Work item:
Lines containing "bench": state how many there are in these entries, and write only that number.
══ Data provided
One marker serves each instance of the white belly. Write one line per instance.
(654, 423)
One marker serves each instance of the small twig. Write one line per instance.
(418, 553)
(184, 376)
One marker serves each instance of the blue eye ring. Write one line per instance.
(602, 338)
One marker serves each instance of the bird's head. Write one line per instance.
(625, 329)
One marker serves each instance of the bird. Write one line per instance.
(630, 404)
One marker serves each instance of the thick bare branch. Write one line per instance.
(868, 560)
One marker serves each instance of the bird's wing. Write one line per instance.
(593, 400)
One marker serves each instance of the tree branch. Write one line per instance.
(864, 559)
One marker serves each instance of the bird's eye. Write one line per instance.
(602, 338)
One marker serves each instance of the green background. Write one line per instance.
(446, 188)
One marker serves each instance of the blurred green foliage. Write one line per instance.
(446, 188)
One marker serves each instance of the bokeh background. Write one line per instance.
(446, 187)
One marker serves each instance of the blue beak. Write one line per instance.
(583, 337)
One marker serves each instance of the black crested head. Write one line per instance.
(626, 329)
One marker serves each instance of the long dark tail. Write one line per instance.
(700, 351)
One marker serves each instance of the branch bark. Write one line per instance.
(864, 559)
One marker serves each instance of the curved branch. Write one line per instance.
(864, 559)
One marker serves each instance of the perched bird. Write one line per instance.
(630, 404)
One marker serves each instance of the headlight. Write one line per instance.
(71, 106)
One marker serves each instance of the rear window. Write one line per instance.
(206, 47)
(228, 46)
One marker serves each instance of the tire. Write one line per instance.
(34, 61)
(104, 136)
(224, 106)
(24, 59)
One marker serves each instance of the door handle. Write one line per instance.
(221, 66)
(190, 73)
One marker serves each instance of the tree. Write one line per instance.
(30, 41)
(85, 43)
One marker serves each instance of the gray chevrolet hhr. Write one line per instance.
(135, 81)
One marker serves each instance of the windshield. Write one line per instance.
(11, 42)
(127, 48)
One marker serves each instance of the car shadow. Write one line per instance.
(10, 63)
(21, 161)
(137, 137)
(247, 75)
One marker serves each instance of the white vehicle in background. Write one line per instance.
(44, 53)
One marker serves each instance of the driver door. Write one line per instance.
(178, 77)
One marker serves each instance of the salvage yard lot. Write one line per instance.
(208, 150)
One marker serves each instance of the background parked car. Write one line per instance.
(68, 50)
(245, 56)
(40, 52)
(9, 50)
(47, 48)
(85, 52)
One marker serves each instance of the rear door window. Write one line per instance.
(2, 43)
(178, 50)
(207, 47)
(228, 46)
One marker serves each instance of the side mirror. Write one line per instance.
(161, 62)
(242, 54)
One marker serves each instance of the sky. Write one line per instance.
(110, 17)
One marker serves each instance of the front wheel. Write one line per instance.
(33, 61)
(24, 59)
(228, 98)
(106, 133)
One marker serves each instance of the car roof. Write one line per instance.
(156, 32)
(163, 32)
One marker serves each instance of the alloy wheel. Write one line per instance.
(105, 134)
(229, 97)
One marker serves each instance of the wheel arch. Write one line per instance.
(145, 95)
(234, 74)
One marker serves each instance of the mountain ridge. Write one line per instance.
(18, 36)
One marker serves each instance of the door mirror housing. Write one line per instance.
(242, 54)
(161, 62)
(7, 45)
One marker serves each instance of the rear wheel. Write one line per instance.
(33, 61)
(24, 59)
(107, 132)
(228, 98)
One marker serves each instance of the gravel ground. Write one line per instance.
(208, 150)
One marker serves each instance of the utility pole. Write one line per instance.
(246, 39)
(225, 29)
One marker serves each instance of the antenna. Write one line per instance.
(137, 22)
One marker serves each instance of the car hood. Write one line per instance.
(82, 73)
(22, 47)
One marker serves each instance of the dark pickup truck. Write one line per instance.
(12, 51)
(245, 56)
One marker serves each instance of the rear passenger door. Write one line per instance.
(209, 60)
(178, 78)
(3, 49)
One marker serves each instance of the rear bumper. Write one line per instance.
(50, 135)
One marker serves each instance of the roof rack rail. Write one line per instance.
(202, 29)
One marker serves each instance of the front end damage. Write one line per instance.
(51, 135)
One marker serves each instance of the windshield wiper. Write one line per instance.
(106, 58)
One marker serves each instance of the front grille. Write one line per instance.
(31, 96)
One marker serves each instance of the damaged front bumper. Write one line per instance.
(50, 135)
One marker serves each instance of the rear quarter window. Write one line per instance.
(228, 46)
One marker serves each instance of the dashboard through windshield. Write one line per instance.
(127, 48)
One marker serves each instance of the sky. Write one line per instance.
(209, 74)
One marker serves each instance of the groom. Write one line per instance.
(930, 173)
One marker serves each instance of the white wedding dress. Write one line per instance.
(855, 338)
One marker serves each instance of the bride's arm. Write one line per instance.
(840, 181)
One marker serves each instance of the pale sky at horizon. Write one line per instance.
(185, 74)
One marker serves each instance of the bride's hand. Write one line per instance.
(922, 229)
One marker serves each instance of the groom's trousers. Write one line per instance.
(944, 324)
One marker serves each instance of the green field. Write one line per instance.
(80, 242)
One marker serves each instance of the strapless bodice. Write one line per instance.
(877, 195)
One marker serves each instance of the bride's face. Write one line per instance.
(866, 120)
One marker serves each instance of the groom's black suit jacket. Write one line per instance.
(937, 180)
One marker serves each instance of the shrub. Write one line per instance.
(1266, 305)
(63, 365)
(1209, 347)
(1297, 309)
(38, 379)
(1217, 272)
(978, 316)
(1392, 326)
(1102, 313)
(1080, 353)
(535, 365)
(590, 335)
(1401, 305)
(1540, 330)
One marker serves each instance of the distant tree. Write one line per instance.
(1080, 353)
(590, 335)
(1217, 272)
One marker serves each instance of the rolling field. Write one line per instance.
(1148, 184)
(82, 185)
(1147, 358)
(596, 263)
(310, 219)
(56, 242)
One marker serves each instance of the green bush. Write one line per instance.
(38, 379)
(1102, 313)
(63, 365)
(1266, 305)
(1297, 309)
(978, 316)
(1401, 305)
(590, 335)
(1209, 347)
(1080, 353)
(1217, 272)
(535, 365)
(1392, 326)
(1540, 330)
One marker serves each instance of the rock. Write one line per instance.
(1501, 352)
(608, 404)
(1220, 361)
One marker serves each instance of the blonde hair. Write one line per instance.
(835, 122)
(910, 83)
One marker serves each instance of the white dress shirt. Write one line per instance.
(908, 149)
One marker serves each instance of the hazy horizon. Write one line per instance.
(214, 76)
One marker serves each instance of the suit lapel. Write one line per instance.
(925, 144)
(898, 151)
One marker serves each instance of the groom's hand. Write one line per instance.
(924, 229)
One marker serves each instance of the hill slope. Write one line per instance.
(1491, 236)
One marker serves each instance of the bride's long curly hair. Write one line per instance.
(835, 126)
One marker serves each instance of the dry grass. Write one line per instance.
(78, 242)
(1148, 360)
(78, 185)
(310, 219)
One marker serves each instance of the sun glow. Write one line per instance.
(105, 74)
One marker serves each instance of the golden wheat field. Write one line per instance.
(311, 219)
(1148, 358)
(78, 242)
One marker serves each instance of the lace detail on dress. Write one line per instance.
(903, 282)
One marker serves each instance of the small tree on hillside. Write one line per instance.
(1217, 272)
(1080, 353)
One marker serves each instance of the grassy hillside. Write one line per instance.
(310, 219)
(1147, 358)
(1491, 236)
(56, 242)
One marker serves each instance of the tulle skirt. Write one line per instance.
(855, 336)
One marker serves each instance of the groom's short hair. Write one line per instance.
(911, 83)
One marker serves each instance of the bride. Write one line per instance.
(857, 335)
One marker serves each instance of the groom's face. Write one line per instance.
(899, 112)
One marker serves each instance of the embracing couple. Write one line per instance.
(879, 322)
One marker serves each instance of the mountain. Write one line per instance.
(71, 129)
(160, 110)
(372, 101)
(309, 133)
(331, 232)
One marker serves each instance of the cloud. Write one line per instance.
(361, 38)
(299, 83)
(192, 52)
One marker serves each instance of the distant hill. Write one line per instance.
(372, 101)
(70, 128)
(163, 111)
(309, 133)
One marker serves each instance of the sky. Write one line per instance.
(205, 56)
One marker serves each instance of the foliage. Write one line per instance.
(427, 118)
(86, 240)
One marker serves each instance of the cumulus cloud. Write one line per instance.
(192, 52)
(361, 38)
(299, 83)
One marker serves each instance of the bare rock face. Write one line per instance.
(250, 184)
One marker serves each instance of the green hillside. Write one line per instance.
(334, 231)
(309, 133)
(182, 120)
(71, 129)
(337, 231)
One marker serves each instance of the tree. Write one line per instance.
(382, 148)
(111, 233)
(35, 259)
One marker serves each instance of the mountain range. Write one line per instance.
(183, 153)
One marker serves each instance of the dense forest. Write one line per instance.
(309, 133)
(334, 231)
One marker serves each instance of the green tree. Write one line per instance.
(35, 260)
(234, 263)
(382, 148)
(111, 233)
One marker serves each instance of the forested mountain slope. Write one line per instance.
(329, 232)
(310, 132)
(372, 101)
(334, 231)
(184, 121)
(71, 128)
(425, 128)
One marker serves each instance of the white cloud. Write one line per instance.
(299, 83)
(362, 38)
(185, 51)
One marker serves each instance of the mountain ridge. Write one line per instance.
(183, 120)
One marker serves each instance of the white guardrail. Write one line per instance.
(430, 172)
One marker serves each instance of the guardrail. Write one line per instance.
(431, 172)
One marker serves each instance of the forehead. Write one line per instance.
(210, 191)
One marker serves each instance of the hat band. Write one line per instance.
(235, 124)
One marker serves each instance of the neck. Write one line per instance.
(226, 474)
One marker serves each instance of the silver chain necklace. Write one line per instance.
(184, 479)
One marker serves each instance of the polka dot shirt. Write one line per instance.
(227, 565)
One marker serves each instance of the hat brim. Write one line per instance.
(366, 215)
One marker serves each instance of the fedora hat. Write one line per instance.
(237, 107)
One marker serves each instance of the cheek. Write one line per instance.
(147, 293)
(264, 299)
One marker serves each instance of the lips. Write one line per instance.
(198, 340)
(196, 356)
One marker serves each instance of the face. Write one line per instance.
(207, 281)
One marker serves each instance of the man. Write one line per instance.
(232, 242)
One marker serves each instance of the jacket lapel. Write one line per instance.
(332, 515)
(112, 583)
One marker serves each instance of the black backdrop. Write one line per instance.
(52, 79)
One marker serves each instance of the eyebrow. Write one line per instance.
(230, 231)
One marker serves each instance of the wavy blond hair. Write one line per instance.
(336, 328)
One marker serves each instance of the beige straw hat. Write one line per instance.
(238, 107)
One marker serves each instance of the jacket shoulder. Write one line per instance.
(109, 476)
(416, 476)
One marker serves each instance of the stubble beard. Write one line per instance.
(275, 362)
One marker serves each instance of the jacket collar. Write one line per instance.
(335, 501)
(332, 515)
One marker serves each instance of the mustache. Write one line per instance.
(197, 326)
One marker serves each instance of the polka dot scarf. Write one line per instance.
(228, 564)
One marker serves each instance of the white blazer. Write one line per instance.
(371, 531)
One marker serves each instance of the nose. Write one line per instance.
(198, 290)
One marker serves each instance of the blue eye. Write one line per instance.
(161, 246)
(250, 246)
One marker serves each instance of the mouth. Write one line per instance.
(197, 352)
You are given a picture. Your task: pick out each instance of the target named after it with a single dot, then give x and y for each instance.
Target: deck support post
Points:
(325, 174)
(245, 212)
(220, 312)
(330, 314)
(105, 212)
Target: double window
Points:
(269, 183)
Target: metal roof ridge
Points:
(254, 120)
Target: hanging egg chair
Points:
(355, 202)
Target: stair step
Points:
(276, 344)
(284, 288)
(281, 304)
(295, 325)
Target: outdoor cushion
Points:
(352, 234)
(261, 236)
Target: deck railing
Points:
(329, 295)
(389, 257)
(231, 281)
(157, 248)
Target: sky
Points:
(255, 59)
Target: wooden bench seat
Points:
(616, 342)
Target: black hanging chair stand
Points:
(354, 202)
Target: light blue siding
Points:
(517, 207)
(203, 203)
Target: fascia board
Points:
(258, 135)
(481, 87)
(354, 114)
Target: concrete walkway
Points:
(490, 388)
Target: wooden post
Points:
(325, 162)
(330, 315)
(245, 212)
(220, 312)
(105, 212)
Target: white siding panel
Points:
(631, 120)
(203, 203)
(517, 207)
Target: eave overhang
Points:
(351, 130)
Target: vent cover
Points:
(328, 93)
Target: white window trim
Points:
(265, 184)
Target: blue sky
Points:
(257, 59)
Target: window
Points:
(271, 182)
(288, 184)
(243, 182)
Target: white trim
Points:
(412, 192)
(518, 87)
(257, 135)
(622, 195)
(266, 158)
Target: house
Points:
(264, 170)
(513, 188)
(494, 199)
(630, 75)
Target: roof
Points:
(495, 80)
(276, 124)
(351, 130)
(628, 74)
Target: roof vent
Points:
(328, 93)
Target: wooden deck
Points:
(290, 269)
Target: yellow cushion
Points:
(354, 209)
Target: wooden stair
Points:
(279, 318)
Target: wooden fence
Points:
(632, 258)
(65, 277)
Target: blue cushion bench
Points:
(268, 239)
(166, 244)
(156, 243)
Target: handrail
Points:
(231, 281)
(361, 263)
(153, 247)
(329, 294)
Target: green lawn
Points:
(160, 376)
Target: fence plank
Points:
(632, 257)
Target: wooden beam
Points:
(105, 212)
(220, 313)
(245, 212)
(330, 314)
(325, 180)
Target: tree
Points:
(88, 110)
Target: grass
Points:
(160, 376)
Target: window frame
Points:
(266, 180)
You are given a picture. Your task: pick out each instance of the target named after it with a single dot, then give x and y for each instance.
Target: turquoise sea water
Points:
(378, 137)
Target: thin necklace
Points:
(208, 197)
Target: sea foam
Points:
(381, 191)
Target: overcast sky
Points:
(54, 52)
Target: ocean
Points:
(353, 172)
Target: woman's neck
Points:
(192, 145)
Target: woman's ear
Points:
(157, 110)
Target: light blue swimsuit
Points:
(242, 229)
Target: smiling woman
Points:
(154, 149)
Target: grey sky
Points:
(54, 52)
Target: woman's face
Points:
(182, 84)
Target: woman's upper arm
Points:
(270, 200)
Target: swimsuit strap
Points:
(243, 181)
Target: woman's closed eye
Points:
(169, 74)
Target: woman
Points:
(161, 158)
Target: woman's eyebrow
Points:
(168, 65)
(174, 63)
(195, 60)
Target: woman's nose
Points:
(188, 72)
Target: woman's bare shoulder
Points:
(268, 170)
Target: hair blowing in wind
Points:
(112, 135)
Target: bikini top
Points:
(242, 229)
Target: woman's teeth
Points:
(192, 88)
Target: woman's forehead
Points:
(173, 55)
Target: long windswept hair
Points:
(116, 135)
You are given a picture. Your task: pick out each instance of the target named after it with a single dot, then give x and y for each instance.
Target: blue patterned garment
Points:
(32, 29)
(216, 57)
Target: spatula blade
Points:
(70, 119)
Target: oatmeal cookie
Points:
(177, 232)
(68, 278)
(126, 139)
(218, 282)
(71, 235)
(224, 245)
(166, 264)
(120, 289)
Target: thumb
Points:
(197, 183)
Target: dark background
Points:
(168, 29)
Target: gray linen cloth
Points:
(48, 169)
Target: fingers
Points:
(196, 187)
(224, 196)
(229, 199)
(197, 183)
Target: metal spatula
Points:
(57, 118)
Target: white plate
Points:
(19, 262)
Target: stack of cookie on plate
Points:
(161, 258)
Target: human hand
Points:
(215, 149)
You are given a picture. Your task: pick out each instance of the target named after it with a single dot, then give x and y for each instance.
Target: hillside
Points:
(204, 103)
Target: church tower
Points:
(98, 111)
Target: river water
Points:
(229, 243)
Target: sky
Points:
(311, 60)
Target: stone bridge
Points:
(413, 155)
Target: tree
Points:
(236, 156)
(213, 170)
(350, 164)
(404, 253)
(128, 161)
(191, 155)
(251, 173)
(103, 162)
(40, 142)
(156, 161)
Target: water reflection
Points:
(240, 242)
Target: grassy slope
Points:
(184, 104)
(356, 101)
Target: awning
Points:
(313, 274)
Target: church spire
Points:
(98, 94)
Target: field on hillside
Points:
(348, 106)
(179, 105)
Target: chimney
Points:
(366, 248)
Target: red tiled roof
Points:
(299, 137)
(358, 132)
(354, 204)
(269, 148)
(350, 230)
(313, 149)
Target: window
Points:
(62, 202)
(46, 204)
════
Written answer:
2